§ **About this task**
For each line of the data below that contains "sample", return that line.

§ **Data listing**

┄┄┄┄┄┄┄┄┄┄┄┄┄┄┄┄┄┄┄┄

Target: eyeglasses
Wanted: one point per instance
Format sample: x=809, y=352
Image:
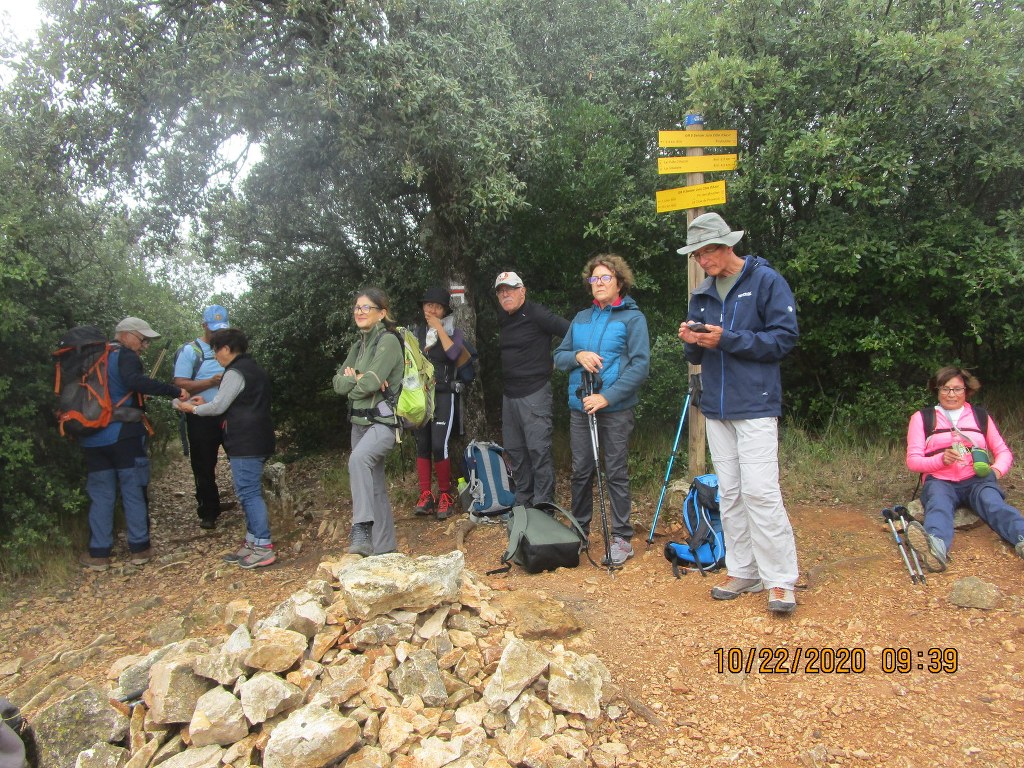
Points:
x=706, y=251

┄┄┄┄┄┄┄┄┄┄┄┄┄┄┄┄┄┄┄┄

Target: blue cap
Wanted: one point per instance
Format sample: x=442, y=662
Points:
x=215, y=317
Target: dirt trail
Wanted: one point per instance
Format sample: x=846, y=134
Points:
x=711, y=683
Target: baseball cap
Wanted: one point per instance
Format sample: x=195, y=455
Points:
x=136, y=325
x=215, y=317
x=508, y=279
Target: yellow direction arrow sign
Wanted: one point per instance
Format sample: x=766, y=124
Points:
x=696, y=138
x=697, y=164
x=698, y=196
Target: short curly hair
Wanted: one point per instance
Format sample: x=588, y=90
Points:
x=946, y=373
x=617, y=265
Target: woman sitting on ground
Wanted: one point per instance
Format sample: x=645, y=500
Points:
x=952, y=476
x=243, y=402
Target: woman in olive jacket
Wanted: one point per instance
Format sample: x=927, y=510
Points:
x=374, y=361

┄┄┄┄┄┄┄┄┄┄┄┄┄┄┄┄┄┄┄┄

§ **Task solution**
Format sample: x=809, y=352
Format sample: x=442, y=662
Format sample: x=846, y=134
Format sample: x=195, y=455
Format sample: x=766, y=124
Format sample: x=588, y=90
Format sample: x=645, y=500
Format sample: x=927, y=510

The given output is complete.